[Extracted records]

=== Section Start ===

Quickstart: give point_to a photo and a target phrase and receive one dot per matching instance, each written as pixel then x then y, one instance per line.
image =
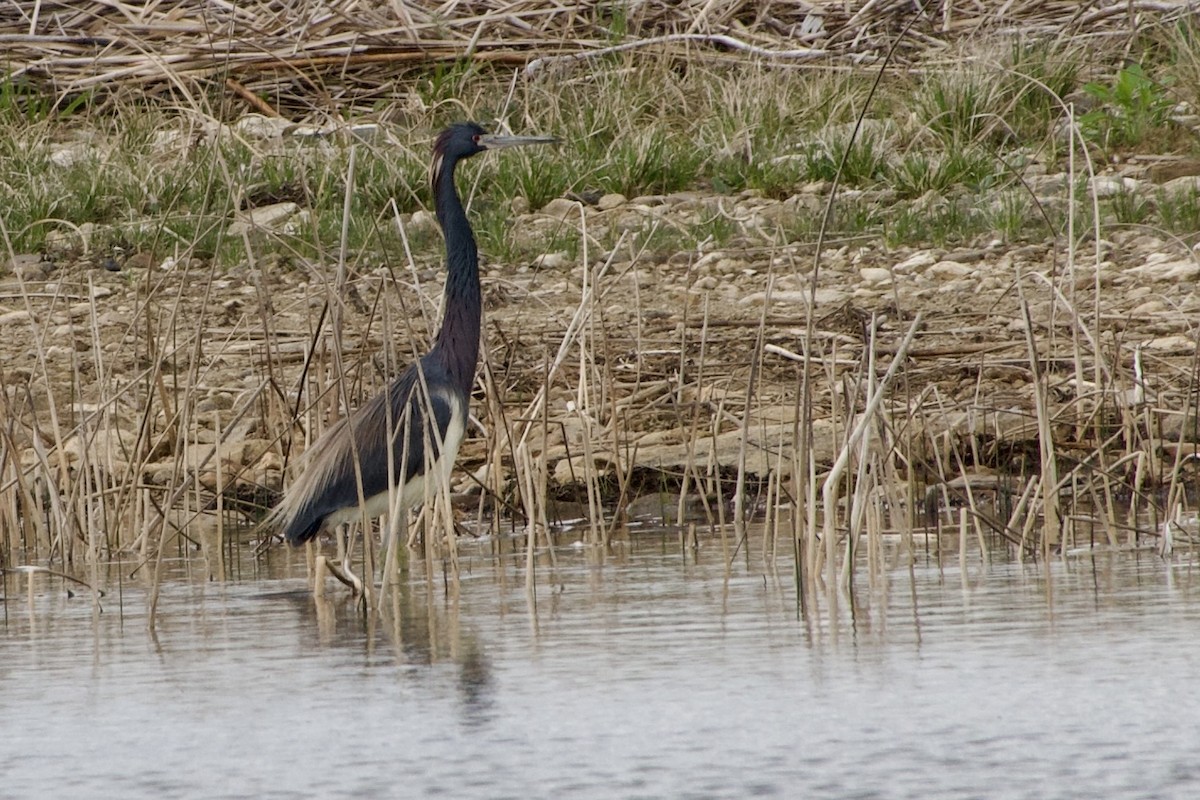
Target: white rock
pixel 561 208
pixel 917 262
pixel 259 126
pixel 1113 185
pixel 875 275
pixel 1155 269
pixel 15 317
pixel 1149 307
pixel 268 216
pixel 552 260
pixel 949 270
pixel 1185 185
pixel 423 220
pixel 611 202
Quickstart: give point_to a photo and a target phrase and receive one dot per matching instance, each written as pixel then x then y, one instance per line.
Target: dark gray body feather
pixel 327 486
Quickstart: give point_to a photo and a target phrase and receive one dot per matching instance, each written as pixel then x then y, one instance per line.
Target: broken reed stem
pixel 829 498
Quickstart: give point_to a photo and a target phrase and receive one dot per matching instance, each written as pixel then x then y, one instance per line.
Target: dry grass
pixel 865 426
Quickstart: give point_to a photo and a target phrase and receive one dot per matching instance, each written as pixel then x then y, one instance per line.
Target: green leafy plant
pixel 1131 108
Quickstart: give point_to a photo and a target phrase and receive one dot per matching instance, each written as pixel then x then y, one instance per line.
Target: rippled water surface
pixel 645 672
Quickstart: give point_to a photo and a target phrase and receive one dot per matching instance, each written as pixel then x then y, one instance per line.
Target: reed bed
pixel 672 347
pixel 330 56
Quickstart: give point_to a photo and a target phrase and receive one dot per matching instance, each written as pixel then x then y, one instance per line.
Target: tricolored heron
pixel 412 431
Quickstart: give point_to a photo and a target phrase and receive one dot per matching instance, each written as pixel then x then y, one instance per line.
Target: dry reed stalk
pixel 285 50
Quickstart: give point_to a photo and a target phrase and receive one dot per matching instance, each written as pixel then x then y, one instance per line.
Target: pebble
pixel 561 208
pixel 1113 185
pixel 875 275
pixel 948 270
pixel 269 217
pixel 609 202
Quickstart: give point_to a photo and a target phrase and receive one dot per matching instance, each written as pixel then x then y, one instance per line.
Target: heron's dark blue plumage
pixel 421 417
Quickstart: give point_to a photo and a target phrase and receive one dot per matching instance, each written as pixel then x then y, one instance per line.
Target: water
pixel 646 673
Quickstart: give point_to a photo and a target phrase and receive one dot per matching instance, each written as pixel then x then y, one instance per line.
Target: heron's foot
pixel 341 571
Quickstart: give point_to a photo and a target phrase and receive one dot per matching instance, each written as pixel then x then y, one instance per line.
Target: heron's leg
pixel 342 569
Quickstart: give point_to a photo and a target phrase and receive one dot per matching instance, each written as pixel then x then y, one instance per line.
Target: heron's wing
pixel 385 437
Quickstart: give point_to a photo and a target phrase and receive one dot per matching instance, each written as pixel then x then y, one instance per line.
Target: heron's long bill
pixel 497 140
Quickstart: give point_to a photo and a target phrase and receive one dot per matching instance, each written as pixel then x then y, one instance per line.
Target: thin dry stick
pixel 829 500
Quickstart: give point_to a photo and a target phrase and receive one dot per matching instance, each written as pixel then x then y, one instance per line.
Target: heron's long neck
pixel 457 343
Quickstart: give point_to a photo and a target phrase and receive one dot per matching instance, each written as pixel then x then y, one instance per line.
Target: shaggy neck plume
pixel 457 342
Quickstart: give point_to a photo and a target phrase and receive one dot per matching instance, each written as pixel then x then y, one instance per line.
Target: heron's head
pixel 465 139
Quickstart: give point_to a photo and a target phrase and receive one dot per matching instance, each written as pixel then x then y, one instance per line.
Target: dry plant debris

=== Section End ===

Aim of the exercise: Although the records contain pictures, restate them word for word with those pictures left out.

Task response:
Quickstart: give point_to a photo and a target phrase and receive one dot per matching instance, each written as pixel then x then y, one instance per line.
image =
Target: white rock
pixel 561 208
pixel 917 262
pixel 259 126
pixel 1113 185
pixel 875 275
pixel 1155 269
pixel 15 317
pixel 1149 307
pixel 268 216
pixel 552 260
pixel 949 270
pixel 1185 185
pixel 423 220
pixel 611 202
Quickstart: give point_to a photo and a target phrase and receive one dot per matching instance, each written as pixel then x then y, one instance per line.
Target: dark gray body feather
pixel 327 486
Quickstart: give point_to a photo and a target phrase and receive one dot per matching instance, each written as pixel then x then y, one instance per line.
Target: broken reed stem
pixel 829 498
Quickstart: give point_to a photo and a target phrase and receive one dot per matching instance, each written as pixel then x then y, one instance per line.
Target: dry grass
pixel 865 426
Quickstart: give point_to a photo and a target phrase and receive one dot per matching instance, each written as pixel then x then y, one instance per line.
Target: green leafy plant
pixel 1131 108
Quickstart: give point_to a photo and a target phrase and receive one dot per matching instance, each written as pixel then x then y, one instance per line.
Target: rippled water surface
pixel 645 672
Quickstart: give point_to a photo and a target phrase and receive one dot per matching instance, each written as pixel then x then y, one instance per line.
Target: reed bed
pixel 672 347
pixel 330 56
Quickstart: give point_to a photo and a target phrase and receive one dot per matching instance, each written as pixel then x then y, one instance per line.
Target: tricolored heron
pixel 412 431
Quickstart: give point_to a photo and a target phrase and receive one dot per matching instance, each written as pixel then x then y, one instance per line.
Target: dry reed stalk
pixel 285 50
Quickstart: give point_to a photo and a target phrase and receive one dot per matching instance, each written as pixel then x then y, one instance per line.
Target: pebble
pixel 561 208
pixel 1113 185
pixel 875 275
pixel 948 270
pixel 269 217
pixel 609 202
Quickstart: give point_to a photo and a target phrase and receive one dot per matching instance, each written as pixel then x then y, one instance per line.
Target: heron's dark blue plumage
pixel 421 417
Quickstart: give point_to a photo and a target phrase and receive one dot per matching instance, each written as pixel then x then y, one instance per line.
Target: water
pixel 646 673
Quickstart: give point_to a photo and a target phrase and receive one dot per matching instance, each written as pixel then x then y, one instance per line.
Target: heron's foot
pixel 341 571
Quickstart: give point_to a photo and a target phrase and receive one dot per matching instance, each written as pixel then x then y, one instance per line.
Target: heron's leg
pixel 342 569
Quickstart: give point_to a photo and a target phrase and receive one dot per matching instance, each written as pixel then x then y, one instance per line.
Target: heron's wing
pixel 385 437
Quickstart: give point_to a photo and a target phrase and receive one dot per matching instance, each written as pixel then x then y, one instance per line.
Target: heron's long bill
pixel 497 140
Quickstart: give point_to a photo and a target phrase and receive one dot per matching instance, each written as pixel then x then y, one instance per line.
Target: thin dry stick
pixel 829 500
Quickstart: give point_to a photo and a target phrase and receive one dot per matching instance, each written as pixel then x then y, one instance per line.
Target: heron's long neck
pixel 457 343
Quickstart: give point_to a photo and a target phrase and receive one dot per matching instance, each written as pixel then x then y, one instance per line.
Target: shaggy neck plume
pixel 457 342
Quickstart: give point_to a photo and a target phrase and receive one dot per matching instance, each written as pixel then x then y, one instance per line.
Target: heron's head
pixel 465 139
Quickstart: give point_to a photo and a target phrase and receive one dot per matching instance, each written as pixel then x then y, one instance per line.
Target: dry plant debris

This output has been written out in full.